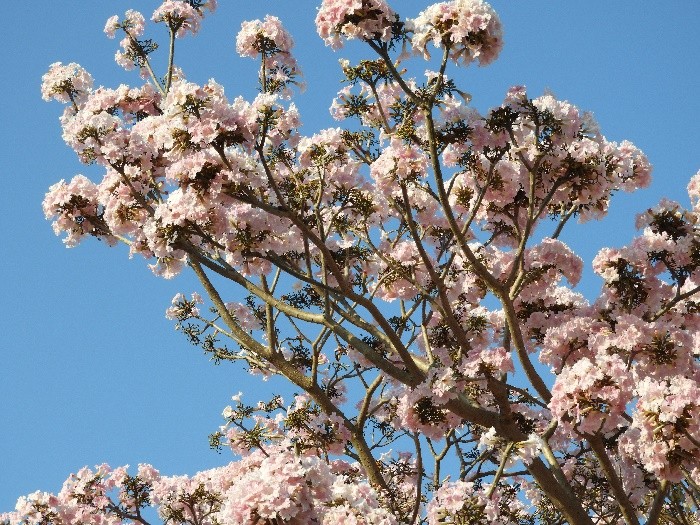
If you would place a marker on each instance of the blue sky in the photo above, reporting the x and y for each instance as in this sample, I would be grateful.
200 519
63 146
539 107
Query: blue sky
91 370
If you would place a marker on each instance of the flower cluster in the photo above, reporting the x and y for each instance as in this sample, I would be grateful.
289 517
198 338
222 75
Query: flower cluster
362 19
468 30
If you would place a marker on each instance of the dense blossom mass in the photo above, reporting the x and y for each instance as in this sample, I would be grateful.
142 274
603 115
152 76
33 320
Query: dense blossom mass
406 272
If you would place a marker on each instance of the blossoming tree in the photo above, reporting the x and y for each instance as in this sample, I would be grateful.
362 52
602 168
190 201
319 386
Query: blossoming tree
401 273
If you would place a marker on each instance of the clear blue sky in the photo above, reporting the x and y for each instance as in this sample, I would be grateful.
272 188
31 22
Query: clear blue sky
91 370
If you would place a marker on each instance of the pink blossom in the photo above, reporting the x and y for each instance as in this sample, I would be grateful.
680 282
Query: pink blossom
363 19
471 27
180 16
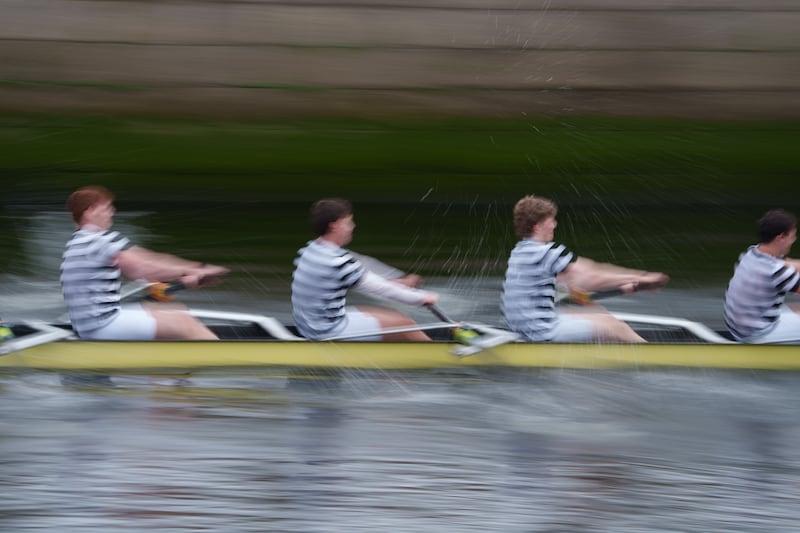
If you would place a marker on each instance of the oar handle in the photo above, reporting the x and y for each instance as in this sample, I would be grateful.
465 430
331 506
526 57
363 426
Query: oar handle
164 292
438 313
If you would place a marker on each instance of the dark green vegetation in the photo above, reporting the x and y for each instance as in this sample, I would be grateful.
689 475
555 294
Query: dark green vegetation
432 195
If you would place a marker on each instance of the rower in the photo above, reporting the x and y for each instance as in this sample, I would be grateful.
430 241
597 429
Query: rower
755 308
537 264
325 271
94 260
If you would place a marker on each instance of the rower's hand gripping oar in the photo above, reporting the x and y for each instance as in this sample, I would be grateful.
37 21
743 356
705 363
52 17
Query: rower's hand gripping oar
578 296
474 338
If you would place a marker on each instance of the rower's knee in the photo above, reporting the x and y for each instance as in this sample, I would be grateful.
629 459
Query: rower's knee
180 325
610 328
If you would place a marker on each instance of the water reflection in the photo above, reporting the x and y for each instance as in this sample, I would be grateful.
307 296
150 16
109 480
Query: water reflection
555 451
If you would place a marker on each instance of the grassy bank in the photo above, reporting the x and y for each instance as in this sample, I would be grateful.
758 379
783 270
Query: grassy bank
578 160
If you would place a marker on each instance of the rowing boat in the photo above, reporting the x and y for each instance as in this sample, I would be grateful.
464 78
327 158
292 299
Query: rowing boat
256 341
•••••
**Exercise details**
Transcribe every entry exactly. Leave out the pictures.

**Response to the exercise**
If you would place a marker on each instance of the blue sky in the photo above, reporting the x and y for each instance as in this sample, I would be grateful.
200 519
63 146
539 107
Query: blue sky
91 370
If you would place a marker on each instance of the flower cluster in the photo above, reporting the x and y for each instance as in this sample, I would be grateful.
289 517
198 338
222 75
Query: flower cluster
362 19
468 30
If you would place a marker on each instance of the dense blossom mass in the photo above, reporting the x and y for each instance as in this sample, I would be grateful.
142 274
603 115
152 76
33 320
Query: dense blossom mass
406 272
If you would place a marker on each instance of the blossoming tree in the photo above, reporting the x and y for each instance as in this sample, I would be grateful.
362 52
602 168
190 201
319 386
Query: blossoming tree
401 273
If you would place a marker on each instance of the clear blue sky in the photo above, reporting the x and y for each instance as in this sample, I would be grateful.
272 188
31 22
Query: clear blue sky
91 370
If you would place a marker on each instance of the pink blossom in the photo above, reporting the x and y for each instance as in this sample, I would be grateful.
680 282
Query: pink blossom
363 19
471 27
180 16
If you would place a marker on each instance of the oar handle in the photo above, reporting the x and y for each instance as in this sample, I would be grateful.
465 430
331 506
526 57
363 426
Query: oar handle
164 292
438 313
If you would place a marker on each instance of the dark green vegetation in the photo above, reporting the x and y for each instance as in this sample, I would be grateful.
689 475
555 294
Query: dark green vegetation
432 195
If you would place a marker on each instance of the rower in the photo above, reporting the x and y for each instance as in this sample, I would be grateful.
430 241
597 429
Query: rower
755 308
537 264
325 271
94 260
If you would place a marker on each instance of the rower's hand gripping oar in the photo above, reporting the x and y for each instance as in this sample, I would be grateful.
37 21
743 356
705 363
52 17
Query: rower's hand gripping oar
578 296
474 338
If you would place a marker on each instance of the rower's knee in the photo above, reporting the x and y for each instance as in this sample, I would be grateful.
629 459
Query: rower's knee
180 325
610 328
If you would place a marker on each instance of the water reflection in the photo above, reporting the x and y for each instance as in this sample, I would be grateful.
307 296
150 16
109 480
Query: water reflection
555 451
If you would place a marker on each instance of the grassy bank in the photo above, reporting the x and y for each instance as in this sample, I would be grateful.
758 379
783 270
Query: grassy bank
578 160
If you would place a marker on each instance of the rowing boat in the photo above, reporting the x and y for each instance as in this sample, I would be grateful.
464 78
327 158
292 299
Query: rowing boat
256 341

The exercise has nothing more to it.